*** Input data Section Begins ***

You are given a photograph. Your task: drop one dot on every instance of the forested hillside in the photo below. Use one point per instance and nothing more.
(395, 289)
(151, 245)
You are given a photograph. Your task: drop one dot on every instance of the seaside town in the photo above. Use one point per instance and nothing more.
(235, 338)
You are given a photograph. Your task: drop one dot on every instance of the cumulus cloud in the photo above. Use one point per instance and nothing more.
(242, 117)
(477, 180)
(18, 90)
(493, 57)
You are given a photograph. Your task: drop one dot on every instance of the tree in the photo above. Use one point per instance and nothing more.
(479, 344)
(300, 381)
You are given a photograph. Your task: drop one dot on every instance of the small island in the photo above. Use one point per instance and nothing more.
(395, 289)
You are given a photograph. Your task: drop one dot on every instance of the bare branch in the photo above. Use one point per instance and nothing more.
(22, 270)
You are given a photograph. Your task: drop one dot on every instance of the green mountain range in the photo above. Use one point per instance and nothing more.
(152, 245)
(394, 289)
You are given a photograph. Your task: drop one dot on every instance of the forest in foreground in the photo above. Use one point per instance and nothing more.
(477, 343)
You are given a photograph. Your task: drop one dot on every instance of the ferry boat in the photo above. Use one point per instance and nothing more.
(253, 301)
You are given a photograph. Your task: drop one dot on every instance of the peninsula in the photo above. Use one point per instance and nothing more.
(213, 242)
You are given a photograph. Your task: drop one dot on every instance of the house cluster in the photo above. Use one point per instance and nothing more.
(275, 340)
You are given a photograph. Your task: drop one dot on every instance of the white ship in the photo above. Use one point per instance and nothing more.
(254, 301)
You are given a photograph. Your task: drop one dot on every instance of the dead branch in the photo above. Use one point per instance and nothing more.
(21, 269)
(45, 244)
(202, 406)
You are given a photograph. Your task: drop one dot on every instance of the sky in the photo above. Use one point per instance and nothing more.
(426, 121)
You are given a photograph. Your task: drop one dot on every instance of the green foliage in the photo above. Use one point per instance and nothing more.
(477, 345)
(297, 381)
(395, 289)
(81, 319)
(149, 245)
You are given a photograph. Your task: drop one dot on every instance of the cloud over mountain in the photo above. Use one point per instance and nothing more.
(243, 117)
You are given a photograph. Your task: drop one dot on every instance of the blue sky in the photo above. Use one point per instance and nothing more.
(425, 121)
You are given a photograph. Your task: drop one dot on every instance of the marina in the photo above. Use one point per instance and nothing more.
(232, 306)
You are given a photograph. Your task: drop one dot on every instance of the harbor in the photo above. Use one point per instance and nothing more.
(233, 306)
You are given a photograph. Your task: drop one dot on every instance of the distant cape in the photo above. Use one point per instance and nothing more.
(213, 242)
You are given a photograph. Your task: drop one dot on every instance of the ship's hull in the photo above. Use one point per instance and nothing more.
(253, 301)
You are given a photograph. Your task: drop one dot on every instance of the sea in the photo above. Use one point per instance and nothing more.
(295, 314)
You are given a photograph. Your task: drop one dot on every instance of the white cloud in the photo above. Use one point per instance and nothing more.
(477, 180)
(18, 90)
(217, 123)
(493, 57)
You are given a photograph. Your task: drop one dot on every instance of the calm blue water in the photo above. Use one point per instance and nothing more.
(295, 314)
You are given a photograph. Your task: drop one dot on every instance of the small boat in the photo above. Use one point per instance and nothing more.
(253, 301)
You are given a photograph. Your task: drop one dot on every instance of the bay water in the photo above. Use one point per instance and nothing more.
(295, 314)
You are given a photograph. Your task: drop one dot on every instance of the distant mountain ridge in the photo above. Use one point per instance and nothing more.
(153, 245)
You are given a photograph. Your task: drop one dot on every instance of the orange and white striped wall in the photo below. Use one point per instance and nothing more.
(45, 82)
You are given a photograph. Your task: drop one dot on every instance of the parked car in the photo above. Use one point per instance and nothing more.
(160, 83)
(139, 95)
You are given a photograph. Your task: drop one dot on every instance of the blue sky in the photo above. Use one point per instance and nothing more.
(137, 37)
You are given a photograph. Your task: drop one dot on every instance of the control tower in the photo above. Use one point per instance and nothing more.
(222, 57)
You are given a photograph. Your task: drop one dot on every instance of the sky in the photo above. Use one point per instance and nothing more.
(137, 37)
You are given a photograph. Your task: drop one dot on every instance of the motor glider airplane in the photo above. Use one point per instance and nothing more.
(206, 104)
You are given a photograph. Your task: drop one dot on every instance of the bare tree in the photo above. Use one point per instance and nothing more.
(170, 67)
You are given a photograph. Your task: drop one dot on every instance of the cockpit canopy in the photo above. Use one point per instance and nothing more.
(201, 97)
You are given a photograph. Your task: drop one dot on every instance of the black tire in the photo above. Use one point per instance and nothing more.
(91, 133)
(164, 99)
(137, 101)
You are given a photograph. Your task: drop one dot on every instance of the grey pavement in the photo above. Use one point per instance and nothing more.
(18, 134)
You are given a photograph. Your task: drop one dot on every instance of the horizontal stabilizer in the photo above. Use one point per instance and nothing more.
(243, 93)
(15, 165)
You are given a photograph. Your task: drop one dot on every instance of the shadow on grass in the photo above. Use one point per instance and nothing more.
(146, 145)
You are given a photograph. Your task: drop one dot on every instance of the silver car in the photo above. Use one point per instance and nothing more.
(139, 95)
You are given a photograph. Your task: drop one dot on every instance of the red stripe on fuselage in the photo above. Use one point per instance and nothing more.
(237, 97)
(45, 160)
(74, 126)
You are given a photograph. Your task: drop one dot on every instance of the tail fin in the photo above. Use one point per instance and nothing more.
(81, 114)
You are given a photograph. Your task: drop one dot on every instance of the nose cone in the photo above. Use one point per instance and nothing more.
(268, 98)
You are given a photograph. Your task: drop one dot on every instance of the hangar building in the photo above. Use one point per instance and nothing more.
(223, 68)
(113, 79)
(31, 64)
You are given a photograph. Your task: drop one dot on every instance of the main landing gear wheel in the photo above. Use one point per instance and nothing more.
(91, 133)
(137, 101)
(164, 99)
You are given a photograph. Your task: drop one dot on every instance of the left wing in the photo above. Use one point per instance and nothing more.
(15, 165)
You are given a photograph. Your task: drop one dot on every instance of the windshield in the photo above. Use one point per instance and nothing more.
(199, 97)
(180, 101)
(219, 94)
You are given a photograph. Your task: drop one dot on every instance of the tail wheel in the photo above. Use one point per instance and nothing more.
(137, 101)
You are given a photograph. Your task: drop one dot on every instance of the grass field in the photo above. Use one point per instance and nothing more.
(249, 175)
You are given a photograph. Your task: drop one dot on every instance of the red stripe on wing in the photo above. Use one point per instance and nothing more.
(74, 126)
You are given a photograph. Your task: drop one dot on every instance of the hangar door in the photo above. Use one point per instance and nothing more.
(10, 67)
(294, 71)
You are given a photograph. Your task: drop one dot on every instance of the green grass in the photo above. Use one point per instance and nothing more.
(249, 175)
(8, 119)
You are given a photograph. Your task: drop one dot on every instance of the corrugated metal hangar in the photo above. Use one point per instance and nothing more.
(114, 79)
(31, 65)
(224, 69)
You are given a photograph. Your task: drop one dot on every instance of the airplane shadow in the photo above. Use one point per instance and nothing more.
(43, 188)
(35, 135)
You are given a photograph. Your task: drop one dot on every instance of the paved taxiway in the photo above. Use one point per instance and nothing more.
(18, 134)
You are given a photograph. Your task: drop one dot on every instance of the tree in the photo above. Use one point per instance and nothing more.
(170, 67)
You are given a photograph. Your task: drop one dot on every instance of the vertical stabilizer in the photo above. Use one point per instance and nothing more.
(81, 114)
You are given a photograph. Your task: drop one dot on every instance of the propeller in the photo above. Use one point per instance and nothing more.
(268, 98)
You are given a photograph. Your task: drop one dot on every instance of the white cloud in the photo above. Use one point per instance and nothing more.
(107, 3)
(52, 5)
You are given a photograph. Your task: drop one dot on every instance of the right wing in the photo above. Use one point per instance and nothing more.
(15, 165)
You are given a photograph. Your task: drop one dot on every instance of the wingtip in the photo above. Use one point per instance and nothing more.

*** Input data Section Ends ***

**Exercise requirements:**
What should appear is an exact copy of the lines from the one with "of the right" through the end of the entries above, ends included, and no other text.

**Finished exercise:**
You are given a photograph. Your task: drop one dot on every instance of the right wing in the photo above. Use one point per instance and nothing more.
(15, 165)
You are given a photograph. Your task: drop one dot on every instance of the wingtip in the photo above. Use one point per instance and nothing more.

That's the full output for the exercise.